··· Excerpted passage

Prometheus Slurm Exporter 🚀

📸 View Dashboard Screenshots

Prometheus collector and exporter for metrics extracted from the Slurm resource scheduling system.

Note

Looking for a next-generation Slurm exporter with native OpenMetrics support (Slurm 25.11+)? Check out my new project: sckyzo/slurm_prometheus_exporter

✨ Features: Native OpenMetrics · Multiple endpoints · Basic Auth & TLS · Global labels · YAML config · Clean Architecture

📋 Table of Contents

✨ Features
📦 Installation
⚙️ Configuration (flags, collectors, Prometheus)
📊 Metrics Reference (all 14 collectors)
🛠️ Development (build, test, lint)
📈 Grafana Dashboards
📸 Screenshots
📜 License

✨ Features

✅ Exports a wide range of metrics from Slurm, including nodes, partitions, jobs, CPUs, and GPUs.

······

Set tasks:
[a] According to the Slurm exporter page, which Slurm version does the newer project's native OpenMetrics support require?
[b] Translate this sentence from the Slurm exporter page into Spanish: "Check out my new project: sckyzo/slurm_prometheus_exporter"
[c] From the Slurm exporter page, pull out the passage between "Prometheus Slurm Exporter" and "resource scheduling system.", inclusive.

··· Extracted entries

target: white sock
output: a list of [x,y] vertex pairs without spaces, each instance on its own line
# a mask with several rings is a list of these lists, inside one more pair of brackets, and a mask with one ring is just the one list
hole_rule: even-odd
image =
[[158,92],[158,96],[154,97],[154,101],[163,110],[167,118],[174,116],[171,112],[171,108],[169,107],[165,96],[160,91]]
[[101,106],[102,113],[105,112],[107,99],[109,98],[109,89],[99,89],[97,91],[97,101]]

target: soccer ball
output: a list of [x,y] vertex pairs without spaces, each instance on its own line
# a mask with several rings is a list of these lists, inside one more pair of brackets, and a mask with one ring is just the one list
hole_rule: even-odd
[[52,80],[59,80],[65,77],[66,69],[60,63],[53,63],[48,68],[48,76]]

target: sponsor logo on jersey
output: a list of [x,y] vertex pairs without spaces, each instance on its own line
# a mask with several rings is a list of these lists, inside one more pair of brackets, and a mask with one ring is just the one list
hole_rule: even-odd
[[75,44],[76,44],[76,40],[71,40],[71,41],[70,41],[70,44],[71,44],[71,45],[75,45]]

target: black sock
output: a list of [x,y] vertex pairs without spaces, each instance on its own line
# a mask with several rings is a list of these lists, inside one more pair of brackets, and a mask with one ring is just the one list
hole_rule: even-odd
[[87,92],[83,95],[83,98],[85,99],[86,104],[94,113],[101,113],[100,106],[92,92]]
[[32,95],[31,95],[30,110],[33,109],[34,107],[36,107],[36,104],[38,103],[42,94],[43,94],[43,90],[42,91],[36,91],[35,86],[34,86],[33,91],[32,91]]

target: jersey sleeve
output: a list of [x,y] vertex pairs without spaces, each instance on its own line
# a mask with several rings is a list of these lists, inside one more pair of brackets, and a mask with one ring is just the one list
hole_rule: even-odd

······

Answers by task:
[a] Slurm 25.11 or later.

[b] Echa un vistazo a mi nuevo proyecto: sckyzo/slurm_prometheus_exporter

[c]
Prometheus Slurm Exporter 🚀

📸 View Dashboard Screenshots

Prometheus collector and exporter for metrics extracted from the Slurm resource scheduling system.